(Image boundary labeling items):
--- START ---

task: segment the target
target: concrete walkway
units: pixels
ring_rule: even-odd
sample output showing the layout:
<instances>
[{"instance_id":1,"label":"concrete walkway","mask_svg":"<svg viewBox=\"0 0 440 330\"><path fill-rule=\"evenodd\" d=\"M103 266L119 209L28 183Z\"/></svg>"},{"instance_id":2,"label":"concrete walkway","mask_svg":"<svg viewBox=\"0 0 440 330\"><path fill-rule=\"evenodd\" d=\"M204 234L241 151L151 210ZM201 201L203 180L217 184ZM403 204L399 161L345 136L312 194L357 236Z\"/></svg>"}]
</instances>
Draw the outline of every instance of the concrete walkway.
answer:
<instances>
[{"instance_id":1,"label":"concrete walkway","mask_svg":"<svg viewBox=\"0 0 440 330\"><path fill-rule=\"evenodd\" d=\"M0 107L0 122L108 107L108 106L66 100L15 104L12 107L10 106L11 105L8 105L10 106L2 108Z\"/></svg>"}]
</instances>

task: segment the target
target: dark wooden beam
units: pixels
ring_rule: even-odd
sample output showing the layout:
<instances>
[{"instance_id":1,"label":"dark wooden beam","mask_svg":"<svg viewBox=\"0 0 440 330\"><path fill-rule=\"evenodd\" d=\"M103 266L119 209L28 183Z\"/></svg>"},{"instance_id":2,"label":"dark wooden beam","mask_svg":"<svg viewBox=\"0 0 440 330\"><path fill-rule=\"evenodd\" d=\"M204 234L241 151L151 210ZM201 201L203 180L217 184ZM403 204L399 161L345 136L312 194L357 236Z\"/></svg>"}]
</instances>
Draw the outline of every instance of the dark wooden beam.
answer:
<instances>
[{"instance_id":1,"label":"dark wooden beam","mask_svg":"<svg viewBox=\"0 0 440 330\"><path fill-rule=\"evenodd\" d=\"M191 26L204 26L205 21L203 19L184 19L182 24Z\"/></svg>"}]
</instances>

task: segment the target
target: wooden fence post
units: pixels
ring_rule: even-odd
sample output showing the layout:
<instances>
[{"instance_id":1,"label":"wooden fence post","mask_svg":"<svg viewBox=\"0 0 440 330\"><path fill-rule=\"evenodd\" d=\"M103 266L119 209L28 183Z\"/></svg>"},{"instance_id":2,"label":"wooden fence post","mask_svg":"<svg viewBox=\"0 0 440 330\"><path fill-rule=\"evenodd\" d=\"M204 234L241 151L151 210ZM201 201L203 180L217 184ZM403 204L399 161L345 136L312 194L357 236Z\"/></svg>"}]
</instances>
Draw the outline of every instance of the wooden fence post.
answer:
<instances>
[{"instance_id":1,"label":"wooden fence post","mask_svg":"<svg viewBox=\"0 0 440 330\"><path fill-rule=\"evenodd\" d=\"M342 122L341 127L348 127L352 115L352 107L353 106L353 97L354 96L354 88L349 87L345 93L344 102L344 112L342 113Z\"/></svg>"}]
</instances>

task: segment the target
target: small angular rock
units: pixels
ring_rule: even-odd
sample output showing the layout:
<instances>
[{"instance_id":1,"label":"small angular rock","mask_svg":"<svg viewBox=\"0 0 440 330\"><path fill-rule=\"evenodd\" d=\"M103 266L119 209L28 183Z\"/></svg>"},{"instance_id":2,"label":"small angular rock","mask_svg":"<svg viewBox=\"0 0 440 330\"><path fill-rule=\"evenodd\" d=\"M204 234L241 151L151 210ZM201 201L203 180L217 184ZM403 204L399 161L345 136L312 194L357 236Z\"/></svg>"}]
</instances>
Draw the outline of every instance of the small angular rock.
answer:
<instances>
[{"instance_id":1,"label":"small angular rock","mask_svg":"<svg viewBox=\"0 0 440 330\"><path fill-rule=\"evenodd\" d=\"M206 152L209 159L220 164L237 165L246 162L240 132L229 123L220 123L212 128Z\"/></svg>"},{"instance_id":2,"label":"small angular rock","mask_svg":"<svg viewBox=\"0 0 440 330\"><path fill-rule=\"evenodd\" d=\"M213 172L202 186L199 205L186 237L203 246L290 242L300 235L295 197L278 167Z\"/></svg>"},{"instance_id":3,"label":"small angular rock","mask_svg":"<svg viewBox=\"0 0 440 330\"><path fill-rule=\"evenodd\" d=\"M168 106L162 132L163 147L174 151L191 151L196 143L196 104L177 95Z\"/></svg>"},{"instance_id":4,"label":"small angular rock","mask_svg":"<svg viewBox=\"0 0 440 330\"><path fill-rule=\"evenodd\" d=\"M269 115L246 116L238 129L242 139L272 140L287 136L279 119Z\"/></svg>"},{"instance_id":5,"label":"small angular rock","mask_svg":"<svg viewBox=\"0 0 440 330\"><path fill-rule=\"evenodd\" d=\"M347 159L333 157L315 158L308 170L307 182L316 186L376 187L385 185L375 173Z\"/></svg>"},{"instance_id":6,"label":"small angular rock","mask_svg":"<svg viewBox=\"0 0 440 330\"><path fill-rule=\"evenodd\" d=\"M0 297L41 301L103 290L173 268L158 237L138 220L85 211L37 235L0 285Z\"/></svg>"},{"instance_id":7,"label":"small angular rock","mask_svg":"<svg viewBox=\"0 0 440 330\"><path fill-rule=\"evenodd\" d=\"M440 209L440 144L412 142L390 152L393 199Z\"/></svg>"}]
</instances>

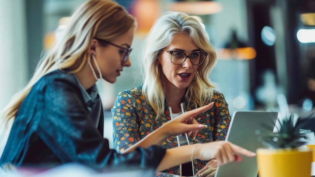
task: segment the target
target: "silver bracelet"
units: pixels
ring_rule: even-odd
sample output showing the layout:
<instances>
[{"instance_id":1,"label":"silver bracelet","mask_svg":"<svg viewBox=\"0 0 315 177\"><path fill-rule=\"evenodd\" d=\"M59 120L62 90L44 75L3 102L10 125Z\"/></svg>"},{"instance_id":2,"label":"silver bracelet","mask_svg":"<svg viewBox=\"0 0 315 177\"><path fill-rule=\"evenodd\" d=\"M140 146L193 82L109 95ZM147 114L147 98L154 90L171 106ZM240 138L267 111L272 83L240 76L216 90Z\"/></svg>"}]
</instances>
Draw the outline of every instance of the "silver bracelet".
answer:
<instances>
[{"instance_id":1,"label":"silver bracelet","mask_svg":"<svg viewBox=\"0 0 315 177\"><path fill-rule=\"evenodd\" d=\"M190 161L194 160L194 152L195 152L195 149L196 149L196 147L198 145L198 144L195 144L193 147L193 148L191 149L191 154L190 154Z\"/></svg>"}]
</instances>

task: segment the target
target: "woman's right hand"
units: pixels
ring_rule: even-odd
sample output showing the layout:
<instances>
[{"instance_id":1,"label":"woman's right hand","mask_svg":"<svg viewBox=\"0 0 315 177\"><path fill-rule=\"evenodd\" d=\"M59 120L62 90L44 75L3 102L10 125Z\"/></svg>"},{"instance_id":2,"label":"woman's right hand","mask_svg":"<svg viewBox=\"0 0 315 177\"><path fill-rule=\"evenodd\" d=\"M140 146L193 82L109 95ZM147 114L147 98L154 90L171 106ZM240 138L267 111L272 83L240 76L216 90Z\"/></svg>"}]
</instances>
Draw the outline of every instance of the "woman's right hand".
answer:
<instances>
[{"instance_id":1,"label":"woman's right hand","mask_svg":"<svg viewBox=\"0 0 315 177\"><path fill-rule=\"evenodd\" d=\"M256 153L245 149L228 141L214 141L199 144L196 146L194 158L202 160L215 159L218 166L232 162L240 162L243 158L240 155L254 157Z\"/></svg>"},{"instance_id":2,"label":"woman's right hand","mask_svg":"<svg viewBox=\"0 0 315 177\"><path fill-rule=\"evenodd\" d=\"M197 109L185 112L165 124L159 129L163 132L166 138L187 133L188 136L192 136L193 139L195 139L198 131L206 128L207 126L198 123L194 117L212 107L213 103L212 102Z\"/></svg>"}]
</instances>

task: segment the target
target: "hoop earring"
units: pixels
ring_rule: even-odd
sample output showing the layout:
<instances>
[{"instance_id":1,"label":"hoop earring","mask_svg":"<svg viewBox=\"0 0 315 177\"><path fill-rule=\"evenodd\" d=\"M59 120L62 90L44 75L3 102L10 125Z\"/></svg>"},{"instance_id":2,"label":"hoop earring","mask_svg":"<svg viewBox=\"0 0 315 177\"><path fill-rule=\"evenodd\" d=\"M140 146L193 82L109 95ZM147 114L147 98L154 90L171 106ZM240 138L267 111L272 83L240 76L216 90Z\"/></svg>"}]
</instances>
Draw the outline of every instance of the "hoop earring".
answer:
<instances>
[{"instance_id":1,"label":"hoop earring","mask_svg":"<svg viewBox=\"0 0 315 177\"><path fill-rule=\"evenodd\" d=\"M193 79L193 81L195 82L196 81L197 81L197 78L198 78L198 76L199 75L199 73L198 72L198 71L197 71L197 73L196 73L196 75L195 75L195 77L194 77L194 79ZM196 79L195 79L196 78Z\"/></svg>"},{"instance_id":2,"label":"hoop earring","mask_svg":"<svg viewBox=\"0 0 315 177\"><path fill-rule=\"evenodd\" d=\"M93 61L94 63L95 63L95 65L96 66L96 68L97 68L98 71L99 72L99 74L100 75L99 79L102 79L103 77L102 76L102 73L101 73L101 70L100 70L100 67L99 67L99 65L97 64L97 62L96 62L96 59L95 59L95 54L92 54L91 56L92 56L92 58L93 59ZM93 73L93 75L94 76L95 79L96 79L96 80L98 80L98 78L97 78L97 76L96 76L95 71L94 71L94 69L93 68L92 65L91 64L90 61L91 60L89 60L89 61L88 61L89 65L90 65L90 68L91 68L91 69L92 70L92 73Z\"/></svg>"}]
</instances>

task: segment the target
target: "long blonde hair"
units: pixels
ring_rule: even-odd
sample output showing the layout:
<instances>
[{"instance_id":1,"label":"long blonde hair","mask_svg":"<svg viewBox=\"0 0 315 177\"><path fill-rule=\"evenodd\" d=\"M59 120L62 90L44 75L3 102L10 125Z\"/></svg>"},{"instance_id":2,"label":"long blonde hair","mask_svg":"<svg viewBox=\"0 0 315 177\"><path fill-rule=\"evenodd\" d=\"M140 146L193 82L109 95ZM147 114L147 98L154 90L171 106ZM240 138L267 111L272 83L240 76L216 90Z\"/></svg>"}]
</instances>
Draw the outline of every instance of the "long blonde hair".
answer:
<instances>
[{"instance_id":1,"label":"long blonde hair","mask_svg":"<svg viewBox=\"0 0 315 177\"><path fill-rule=\"evenodd\" d=\"M69 69L76 73L87 64L89 44L93 38L110 40L134 28L135 20L120 5L111 0L89 0L72 14L62 40L42 58L26 86L16 93L3 110L5 124L15 119L20 106L44 75L56 70Z\"/></svg>"},{"instance_id":2,"label":"long blonde hair","mask_svg":"<svg viewBox=\"0 0 315 177\"><path fill-rule=\"evenodd\" d=\"M140 57L144 68L142 93L156 113L156 118L164 113L165 99L163 73L157 65L156 58L161 49L170 45L173 36L180 33L189 35L197 46L208 54L205 62L198 67L198 76L196 81L192 82L188 86L185 97L189 105L197 107L209 103L215 87L209 76L216 62L216 54L205 30L195 18L186 14L165 13L149 31Z\"/></svg>"}]
</instances>

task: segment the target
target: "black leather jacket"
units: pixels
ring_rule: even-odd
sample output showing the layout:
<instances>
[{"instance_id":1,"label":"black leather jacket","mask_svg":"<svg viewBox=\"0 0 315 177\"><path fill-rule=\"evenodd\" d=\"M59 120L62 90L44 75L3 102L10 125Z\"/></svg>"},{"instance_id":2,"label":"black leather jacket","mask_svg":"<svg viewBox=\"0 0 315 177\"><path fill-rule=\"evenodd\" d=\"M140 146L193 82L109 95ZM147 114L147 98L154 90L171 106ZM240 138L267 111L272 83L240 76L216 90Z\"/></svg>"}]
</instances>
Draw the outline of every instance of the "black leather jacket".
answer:
<instances>
[{"instance_id":1,"label":"black leather jacket","mask_svg":"<svg viewBox=\"0 0 315 177\"><path fill-rule=\"evenodd\" d=\"M119 154L110 149L103 136L102 109L97 114L99 119L91 116L91 110L101 103L97 90L94 86L87 90L92 96L96 94L86 103L80 87L74 75L59 70L38 81L20 107L0 164L77 162L95 168L132 165L155 169L165 150L153 146Z\"/></svg>"}]
</instances>

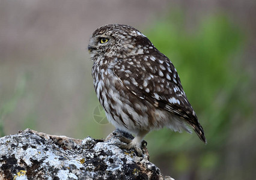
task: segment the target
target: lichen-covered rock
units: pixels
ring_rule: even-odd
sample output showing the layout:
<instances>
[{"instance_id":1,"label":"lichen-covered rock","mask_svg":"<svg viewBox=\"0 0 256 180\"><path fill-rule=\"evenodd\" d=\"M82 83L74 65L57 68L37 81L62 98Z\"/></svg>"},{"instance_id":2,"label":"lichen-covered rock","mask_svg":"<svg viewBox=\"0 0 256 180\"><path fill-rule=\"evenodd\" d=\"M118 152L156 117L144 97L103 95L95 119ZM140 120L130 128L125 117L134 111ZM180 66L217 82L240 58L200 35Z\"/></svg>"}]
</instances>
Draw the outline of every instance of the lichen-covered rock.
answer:
<instances>
[{"instance_id":1,"label":"lichen-covered rock","mask_svg":"<svg viewBox=\"0 0 256 180\"><path fill-rule=\"evenodd\" d=\"M140 157L115 145L120 133L78 140L26 129L3 137L0 179L173 179L148 161L145 148Z\"/></svg>"}]
</instances>

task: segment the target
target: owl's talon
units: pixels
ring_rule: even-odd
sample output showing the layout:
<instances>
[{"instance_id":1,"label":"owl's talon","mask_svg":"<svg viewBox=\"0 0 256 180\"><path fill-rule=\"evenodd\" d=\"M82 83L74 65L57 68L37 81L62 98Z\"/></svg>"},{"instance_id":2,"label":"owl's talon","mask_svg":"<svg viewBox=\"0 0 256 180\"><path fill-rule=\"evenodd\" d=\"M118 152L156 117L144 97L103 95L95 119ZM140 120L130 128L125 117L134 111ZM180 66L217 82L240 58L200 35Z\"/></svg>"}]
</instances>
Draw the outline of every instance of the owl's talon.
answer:
<instances>
[{"instance_id":1,"label":"owl's talon","mask_svg":"<svg viewBox=\"0 0 256 180\"><path fill-rule=\"evenodd\" d=\"M147 145L148 145L148 143L145 140L142 140L142 142L141 142L142 146L144 146L145 147L145 146L147 146Z\"/></svg>"},{"instance_id":2,"label":"owl's talon","mask_svg":"<svg viewBox=\"0 0 256 180\"><path fill-rule=\"evenodd\" d=\"M132 142L132 140L126 138L121 135L117 135L115 136L115 137L117 137L120 141L125 143L126 144L129 144Z\"/></svg>"}]
</instances>

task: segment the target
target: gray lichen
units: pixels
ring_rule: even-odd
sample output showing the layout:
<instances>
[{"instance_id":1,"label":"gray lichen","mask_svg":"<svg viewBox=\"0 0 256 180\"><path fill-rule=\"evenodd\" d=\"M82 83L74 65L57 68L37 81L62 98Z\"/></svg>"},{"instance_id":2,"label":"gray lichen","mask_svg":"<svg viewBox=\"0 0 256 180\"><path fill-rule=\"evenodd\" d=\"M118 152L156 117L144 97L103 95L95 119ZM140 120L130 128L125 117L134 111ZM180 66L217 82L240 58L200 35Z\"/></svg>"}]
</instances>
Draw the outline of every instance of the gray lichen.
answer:
<instances>
[{"instance_id":1,"label":"gray lichen","mask_svg":"<svg viewBox=\"0 0 256 180\"><path fill-rule=\"evenodd\" d=\"M0 179L173 179L148 161L145 148L140 157L115 145L120 133L78 140L26 129L3 137Z\"/></svg>"}]
</instances>

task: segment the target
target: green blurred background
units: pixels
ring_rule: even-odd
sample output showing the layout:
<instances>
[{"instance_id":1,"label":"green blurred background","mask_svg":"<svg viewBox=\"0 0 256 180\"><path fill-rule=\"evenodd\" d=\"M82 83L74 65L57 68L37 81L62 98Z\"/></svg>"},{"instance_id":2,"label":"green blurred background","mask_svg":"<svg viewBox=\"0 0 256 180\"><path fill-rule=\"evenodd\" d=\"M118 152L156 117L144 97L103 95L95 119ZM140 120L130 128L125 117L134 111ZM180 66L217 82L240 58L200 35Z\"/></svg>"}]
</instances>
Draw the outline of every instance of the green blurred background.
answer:
<instances>
[{"instance_id":1,"label":"green blurred background","mask_svg":"<svg viewBox=\"0 0 256 180\"><path fill-rule=\"evenodd\" d=\"M87 50L108 23L139 29L175 66L208 144L167 129L145 140L175 179L253 179L254 1L0 1L0 136L31 128L105 138Z\"/></svg>"}]
</instances>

--- END ---

(Exercise): Tally the lines in the material above that contain the string "dark", treating uppercase and lowercase as different. Reply with the number only.

(Result): 4